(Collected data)
----
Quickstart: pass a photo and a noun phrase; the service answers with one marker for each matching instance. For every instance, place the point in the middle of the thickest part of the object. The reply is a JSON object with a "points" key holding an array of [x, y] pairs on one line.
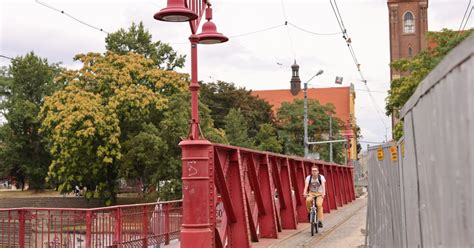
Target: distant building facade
{"points": [[343, 99]]}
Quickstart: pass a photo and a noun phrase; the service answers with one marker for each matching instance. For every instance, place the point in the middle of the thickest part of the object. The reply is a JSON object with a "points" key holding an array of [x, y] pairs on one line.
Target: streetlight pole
{"points": [[305, 121], [330, 138], [197, 171]]}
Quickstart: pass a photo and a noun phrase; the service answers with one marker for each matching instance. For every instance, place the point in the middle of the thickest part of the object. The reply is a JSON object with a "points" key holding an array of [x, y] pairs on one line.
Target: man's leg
{"points": [[319, 203]]}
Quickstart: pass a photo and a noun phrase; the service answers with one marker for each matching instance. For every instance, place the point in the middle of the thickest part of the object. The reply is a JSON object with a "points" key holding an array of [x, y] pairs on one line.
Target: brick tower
{"points": [[408, 27]]}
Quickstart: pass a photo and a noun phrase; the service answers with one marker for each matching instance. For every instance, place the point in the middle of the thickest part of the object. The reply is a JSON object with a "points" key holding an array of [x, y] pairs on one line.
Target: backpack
{"points": [[319, 179]]}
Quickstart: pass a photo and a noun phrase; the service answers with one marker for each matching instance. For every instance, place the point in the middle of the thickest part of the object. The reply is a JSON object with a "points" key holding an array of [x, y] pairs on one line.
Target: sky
{"points": [[254, 60]]}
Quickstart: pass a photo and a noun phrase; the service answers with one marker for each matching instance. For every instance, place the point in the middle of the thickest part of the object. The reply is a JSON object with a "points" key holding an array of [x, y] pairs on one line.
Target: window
{"points": [[408, 23]]}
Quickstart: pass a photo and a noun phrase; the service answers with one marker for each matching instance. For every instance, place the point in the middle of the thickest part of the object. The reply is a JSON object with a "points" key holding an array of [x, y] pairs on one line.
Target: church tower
{"points": [[408, 20]]}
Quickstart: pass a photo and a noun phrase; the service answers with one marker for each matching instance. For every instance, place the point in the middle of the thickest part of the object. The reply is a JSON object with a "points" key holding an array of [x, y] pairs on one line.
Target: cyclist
{"points": [[315, 185]]}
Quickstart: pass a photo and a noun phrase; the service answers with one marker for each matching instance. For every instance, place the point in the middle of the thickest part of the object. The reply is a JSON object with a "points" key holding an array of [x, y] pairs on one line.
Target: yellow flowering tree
{"points": [[102, 105]]}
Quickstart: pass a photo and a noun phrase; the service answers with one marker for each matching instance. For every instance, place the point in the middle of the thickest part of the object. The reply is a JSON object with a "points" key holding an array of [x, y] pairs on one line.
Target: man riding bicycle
{"points": [[315, 186]]}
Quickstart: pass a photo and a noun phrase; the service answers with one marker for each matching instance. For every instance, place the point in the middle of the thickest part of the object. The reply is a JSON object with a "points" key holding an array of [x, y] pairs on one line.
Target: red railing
{"points": [[140, 225]]}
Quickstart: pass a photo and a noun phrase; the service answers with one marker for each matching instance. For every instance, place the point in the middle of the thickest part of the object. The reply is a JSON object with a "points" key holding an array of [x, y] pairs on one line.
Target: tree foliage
{"points": [[23, 87], [102, 105], [291, 133], [221, 97], [139, 40]]}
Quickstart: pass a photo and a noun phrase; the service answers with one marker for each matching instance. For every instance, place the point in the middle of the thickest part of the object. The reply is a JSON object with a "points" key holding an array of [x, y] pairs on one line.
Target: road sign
{"points": [[380, 154], [393, 153]]}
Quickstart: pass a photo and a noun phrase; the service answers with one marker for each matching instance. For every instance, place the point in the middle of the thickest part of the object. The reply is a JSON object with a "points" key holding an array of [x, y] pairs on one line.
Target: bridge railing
{"points": [[139, 225], [259, 193]]}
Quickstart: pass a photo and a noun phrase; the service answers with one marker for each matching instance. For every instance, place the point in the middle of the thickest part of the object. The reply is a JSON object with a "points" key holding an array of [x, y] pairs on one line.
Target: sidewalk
{"points": [[338, 226]]}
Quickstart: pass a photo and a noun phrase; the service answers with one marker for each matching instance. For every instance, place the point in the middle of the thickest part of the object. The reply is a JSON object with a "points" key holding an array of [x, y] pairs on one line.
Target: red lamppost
----
TASK INSTRUCTIONS — Every entry must be written out exactly, with all pictures left out.

EXPECTED ANSWER —
Quickstart: pass a photo and a noun phrase; the service answers with one marker for each matching instance. For every instance, place the point in the middle of the thickest part of the object. The reply is a JSON object with a "points" key holding an array of [x, y] pairs on one line.
Target: distant building facade
{"points": [[343, 99]]}
Quickstart: pass a photo and a noun phrase; the service answers with one marker for each matching instance. For every instance, place the point in the middle of the thickest part of the object. The reply is a JSON object with a "points" key holding an array of [x, y] pairs on one line.
Target: streetlight pole
{"points": [[305, 121], [330, 138], [197, 171]]}
Quickstart: pass a photo and a noun phrase; the service answers with one marker for each matching instance. For every instance, place the point in the middle of the thickest part of the object. The reply is a JSON object with a "points" key holding an array of [x, y] pairs on one line.
Target: man's leg
{"points": [[319, 203]]}
Quickstart: pass a photo and a noun phrase; the service answers with one marker for each matching instance. For every instance, place the point in the middle of the thickest part of the object. The reply is a JSON object with a "points" key holding an array of [x, y] pairs on one line.
Target: brick tower
{"points": [[408, 27]]}
Quickstart: pass a photo and a noun phrase; the service answers with one marker for each matching instance. For every instance, place the point in the middle of the thickest part of the object. The reply is a JSON object with a "points" key holding an array of [x, y] pairs on one line.
Target: backpack
{"points": [[319, 179]]}
Quickstart: pass a photo and a noun phrase; the service answers with one marker for each matching instance. For every instance, place the point in the middle of the thickest part of the object. The reply is a JSON object with a "points" key holding an array of [x, y] pairs on one line.
Target: sky
{"points": [[254, 60]]}
Quickstart: pass a photo and a noun phrase; the service answers with one marker for each matching instance. For every instance, place the point in the middle of the thickest part of the object. The reply is a JSON object with a "points" key holding an array of [x, y] pairs on one line.
Target: window
{"points": [[408, 23]]}
Quickstart: pass a photo and a noun phrase; the service answers with one marker for each matching instance. For every instance, place the point in the middle of the thickest part of the object. The reply is a JSON object with a "points" key holding an array of [x, y] pairs on one line.
Target: church tower
{"points": [[408, 20]]}
Quickstart: pass a photo and a noun phrase; the service answers with one marker for each matching instance. For every instance, place the point in the middle of the thickest part of the object. The reply is a JSON object with a "points" key holding an array of [x, y] pairs on one line.
Target: cyclist
{"points": [[315, 185]]}
Quickstart: pass a photo and a noun phrase; the service answers with one marker for each matching instance. For every instance, place the point in the middle of the thickest part of the object. The reply is a JSON object with a "points" key holding an array of [x, y] pairs on one line.
Target: yellow flowering tree
{"points": [[102, 105]]}
Quickstart: pass a photo and a noun phrase; the service answers with one marker for each matching instance. For every instance, place the point in the middle of the thickest part of the object. The reply is a JSON object with a "points" key holding an array of [x, y] pairs on one line.
Target: man riding bicycle
{"points": [[315, 186]]}
Quickstart: pass a photo and a noun phrase; the service answers with one marker for each matching instance. For every instance, place the point in the middle of the thickest part of the object. The reply is a JSON object with a "points" key holding an array of [x, y] pairs on one line.
Target: red railing
{"points": [[140, 225]]}
Quickstart: pass a photo and a noun phrase; the service answers with one marker for each matching instance. For every instance, place the point in the middle of the thickest part of the object. The reply is a JSON object with a "points" key holding an array of [x, y] pairs on one line.
Target: tree foliage
{"points": [[23, 87], [102, 105], [291, 133], [221, 97], [139, 40]]}
Quickstart: pass a photo and a noun phrase; the service answers with one marker for each matching instance. For every instance, place the point in the middle of the thickest part of the object. The reply is a JSON object with a "points" key holding an array of [x, y] pairs on one line.
Target: road sign
{"points": [[380, 154], [393, 153]]}
Quickstart: pass a photo and a noun phrase; the service answers with one marker for each matching instance. For every instance, place the point in the middle of the thickest part of the object. The reply is a JSON object with a "points" key holding an array of [x, y] pairs on one line.
Target: bridge railing
{"points": [[139, 225], [259, 193]]}
Quickstart: pass a photo and a noun phrase; the service answers with one marker for each matching instance. For every instance, place the point in the middle of the thickest part of the object. The reply is a JSON object with a "points" key holding an array of [x, y] pairs on one line.
Target: sidewalk
{"points": [[338, 226]]}
Quickstart: pass a photo and a noun phrase; the service answers with one marker for each matching instance. For every instance, place the point in the middle of the thickest part of the object. The reply is a JSON object with a "points" key holding an array of [x, y] pairs on one line.
Target: red lamppost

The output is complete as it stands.